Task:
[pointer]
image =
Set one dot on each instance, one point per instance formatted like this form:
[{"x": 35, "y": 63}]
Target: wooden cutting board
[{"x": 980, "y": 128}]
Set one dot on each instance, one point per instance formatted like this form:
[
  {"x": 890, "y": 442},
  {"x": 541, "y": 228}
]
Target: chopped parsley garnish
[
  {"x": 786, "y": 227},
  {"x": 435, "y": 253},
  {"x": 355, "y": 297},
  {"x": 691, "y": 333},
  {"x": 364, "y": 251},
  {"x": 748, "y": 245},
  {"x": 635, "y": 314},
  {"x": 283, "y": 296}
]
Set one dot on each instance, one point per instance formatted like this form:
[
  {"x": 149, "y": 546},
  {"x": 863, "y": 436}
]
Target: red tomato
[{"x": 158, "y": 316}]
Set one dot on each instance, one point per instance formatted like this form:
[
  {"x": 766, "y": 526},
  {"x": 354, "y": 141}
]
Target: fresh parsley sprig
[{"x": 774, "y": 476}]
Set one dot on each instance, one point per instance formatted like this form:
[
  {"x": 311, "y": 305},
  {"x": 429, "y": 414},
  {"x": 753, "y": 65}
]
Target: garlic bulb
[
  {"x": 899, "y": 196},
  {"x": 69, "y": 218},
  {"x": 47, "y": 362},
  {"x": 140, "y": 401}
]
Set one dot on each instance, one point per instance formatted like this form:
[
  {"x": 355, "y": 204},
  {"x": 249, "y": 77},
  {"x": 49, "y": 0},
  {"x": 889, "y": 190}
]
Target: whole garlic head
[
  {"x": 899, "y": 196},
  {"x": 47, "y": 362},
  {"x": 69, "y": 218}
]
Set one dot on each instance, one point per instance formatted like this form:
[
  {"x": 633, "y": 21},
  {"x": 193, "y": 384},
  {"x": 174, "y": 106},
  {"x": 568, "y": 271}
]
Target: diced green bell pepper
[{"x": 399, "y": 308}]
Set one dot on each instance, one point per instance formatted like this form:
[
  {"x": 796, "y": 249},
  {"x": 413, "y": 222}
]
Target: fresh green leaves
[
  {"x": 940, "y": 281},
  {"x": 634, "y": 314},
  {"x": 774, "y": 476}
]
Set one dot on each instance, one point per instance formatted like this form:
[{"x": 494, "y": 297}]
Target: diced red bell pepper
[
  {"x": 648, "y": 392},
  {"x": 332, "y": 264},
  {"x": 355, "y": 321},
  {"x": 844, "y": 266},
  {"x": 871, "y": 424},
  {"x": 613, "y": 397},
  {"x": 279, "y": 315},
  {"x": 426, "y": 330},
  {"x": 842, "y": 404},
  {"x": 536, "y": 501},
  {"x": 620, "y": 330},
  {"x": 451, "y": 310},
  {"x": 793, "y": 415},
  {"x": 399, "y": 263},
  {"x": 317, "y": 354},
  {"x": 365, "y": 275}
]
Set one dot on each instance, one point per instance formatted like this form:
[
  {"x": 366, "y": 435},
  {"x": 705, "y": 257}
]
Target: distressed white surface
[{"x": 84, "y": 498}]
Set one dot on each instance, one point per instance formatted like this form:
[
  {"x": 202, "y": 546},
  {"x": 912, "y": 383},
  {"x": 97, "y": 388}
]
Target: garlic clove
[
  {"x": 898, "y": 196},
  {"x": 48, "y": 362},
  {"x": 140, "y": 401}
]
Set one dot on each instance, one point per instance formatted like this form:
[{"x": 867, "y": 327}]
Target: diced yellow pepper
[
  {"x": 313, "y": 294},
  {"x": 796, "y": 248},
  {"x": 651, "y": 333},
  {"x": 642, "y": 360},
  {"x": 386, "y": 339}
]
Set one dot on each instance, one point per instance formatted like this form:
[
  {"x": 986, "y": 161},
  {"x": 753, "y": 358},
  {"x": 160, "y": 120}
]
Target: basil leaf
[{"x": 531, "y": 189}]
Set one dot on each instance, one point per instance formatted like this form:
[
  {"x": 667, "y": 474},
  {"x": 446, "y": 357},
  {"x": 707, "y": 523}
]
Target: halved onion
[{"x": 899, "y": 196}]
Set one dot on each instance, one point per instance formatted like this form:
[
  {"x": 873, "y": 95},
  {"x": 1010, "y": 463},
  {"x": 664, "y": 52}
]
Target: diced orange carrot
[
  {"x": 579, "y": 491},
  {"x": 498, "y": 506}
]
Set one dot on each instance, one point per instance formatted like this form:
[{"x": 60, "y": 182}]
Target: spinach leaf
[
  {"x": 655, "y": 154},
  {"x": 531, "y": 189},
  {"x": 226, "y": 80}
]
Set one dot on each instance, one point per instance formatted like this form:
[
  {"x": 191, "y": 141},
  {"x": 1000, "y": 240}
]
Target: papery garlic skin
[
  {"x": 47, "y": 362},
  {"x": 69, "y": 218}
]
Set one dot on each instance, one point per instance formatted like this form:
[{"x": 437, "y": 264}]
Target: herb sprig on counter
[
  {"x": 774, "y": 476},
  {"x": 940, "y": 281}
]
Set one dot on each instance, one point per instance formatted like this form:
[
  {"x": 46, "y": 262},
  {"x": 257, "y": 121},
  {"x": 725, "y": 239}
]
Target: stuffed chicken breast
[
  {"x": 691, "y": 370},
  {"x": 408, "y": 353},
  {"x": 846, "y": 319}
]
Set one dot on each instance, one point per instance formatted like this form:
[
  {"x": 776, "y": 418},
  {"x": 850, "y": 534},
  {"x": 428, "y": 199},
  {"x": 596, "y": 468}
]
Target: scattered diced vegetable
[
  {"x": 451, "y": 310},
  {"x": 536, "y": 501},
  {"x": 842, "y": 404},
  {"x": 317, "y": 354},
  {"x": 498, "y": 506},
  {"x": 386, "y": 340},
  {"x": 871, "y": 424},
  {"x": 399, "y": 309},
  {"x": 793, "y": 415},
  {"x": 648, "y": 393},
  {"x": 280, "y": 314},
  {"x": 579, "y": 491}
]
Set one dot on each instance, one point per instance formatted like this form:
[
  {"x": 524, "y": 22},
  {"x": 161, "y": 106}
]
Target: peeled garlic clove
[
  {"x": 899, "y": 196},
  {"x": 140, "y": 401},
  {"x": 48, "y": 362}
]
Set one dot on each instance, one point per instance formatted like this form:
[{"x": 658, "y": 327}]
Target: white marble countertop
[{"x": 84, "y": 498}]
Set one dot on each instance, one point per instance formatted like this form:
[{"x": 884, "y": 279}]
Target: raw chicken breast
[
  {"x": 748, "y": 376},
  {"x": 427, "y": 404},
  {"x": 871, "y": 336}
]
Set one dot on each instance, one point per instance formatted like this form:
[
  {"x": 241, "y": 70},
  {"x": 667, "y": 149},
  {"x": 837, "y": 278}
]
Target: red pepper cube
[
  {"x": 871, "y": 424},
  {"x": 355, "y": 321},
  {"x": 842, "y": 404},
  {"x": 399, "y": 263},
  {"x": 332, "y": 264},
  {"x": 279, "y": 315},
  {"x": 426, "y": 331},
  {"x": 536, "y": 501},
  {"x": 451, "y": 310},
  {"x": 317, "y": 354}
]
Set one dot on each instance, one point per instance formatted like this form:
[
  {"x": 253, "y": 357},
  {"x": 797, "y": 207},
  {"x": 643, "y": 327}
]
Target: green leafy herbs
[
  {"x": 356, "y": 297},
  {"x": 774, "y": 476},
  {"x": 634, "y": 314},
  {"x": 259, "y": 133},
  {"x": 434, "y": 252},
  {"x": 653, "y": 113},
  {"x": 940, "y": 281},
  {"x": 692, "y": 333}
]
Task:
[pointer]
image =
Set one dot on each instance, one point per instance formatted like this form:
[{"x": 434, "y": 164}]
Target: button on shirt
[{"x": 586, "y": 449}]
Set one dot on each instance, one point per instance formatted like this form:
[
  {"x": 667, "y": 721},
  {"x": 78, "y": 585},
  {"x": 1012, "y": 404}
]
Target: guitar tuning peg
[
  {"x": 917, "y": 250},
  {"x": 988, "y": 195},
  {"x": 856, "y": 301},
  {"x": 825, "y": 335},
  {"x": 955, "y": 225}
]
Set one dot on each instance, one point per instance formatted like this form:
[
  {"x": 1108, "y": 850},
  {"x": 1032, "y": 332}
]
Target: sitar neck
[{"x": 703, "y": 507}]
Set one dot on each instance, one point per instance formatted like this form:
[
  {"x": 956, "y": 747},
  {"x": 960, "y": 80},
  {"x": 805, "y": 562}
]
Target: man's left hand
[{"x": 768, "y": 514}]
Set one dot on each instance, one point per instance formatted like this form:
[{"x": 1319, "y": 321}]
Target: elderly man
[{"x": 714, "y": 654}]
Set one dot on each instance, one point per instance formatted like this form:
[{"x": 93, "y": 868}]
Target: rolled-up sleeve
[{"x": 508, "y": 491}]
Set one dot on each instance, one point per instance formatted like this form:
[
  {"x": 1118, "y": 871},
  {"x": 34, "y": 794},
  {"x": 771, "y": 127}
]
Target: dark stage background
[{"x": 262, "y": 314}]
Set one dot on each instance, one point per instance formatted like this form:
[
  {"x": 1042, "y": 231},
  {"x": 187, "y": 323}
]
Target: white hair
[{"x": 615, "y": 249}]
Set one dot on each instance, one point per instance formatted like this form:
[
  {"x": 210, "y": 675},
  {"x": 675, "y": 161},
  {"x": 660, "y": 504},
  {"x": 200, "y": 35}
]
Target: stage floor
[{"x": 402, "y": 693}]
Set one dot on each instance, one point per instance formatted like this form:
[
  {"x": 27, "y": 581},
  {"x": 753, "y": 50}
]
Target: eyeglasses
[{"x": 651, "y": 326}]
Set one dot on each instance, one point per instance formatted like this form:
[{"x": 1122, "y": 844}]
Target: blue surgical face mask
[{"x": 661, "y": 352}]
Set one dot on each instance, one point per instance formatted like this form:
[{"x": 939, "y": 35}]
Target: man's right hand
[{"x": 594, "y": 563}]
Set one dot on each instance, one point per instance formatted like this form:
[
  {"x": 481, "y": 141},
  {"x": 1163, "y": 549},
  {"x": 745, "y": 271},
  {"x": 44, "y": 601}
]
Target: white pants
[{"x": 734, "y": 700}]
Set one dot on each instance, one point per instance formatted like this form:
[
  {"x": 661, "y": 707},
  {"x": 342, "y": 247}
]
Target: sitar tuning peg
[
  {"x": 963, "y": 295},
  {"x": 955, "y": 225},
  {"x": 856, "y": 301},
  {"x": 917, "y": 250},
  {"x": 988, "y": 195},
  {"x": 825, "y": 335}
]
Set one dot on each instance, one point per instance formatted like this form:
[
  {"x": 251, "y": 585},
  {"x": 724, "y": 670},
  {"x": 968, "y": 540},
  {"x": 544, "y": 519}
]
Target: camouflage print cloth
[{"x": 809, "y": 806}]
+--
Problem description:
Identify every line in the entries above that contains the word "chicken", and copy each of those lines.

Exercise solution:
Target: stuffed chicken breast
Target: raw chicken breast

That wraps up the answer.